Assignment: Retype the material below verbatim, keeping every line and character unchanged.
===== Exercise data
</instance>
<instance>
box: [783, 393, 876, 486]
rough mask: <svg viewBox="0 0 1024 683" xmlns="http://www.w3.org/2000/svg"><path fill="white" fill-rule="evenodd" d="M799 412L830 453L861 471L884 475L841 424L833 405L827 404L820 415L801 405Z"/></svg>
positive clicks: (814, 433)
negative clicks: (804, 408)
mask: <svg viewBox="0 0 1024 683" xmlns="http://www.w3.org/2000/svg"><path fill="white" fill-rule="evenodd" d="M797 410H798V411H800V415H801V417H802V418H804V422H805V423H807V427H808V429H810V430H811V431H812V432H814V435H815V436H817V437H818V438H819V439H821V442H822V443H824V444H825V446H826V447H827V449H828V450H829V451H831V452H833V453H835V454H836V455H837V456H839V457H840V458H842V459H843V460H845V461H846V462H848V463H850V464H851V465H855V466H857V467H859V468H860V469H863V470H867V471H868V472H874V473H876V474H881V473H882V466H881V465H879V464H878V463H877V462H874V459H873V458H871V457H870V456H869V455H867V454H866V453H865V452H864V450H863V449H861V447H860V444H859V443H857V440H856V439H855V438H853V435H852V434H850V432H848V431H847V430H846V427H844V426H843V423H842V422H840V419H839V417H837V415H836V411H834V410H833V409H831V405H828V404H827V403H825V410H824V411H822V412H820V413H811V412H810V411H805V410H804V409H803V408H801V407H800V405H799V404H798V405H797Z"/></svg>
==========
Response to the task:
</instance>
<instance>
box: [783, 393, 876, 486]
rough mask: <svg viewBox="0 0 1024 683" xmlns="http://www.w3.org/2000/svg"><path fill="white" fill-rule="evenodd" d="M799 412L830 453L861 471L884 475L841 424L833 405L827 404L820 415L801 405Z"/></svg>
positive clicks: (814, 433)
negative clicks: (804, 408)
mask: <svg viewBox="0 0 1024 683" xmlns="http://www.w3.org/2000/svg"><path fill="white" fill-rule="evenodd" d="M797 410H798V411H800V415H801V417H802V418H804V422H805V423H807V427H808V429H810V430H811V431H812V432H814V435H815V436H817V437H818V438H819V439H821V442H822V443H824V444H825V446H826V447H827V449H828V450H829V451H831V452H833V453H835V454H836V455H837V456H839V457H840V458H842V459H843V460H845V461H846V462H848V463H850V464H851V465H855V466H857V467H859V468H860V469H863V470H867V471H868V472H874V473H876V474H881V473H882V466H881V465H879V464H878V463H877V462H874V459H873V458H871V457H870V456H869V455H867V454H866V453H865V452H864V450H863V449H861V447H860V444H859V443H857V440H856V439H855V438H853V435H852V434H850V432H848V431H847V430H846V427H844V426H843V423H842V422H840V419H839V417H837V415H836V411H834V410H833V409H831V405H828V404H827V403H825V410H824V411H822V412H820V413H811V412H810V411H805V410H804V409H803V408H801V407H800V405H799V404H798V405H797Z"/></svg>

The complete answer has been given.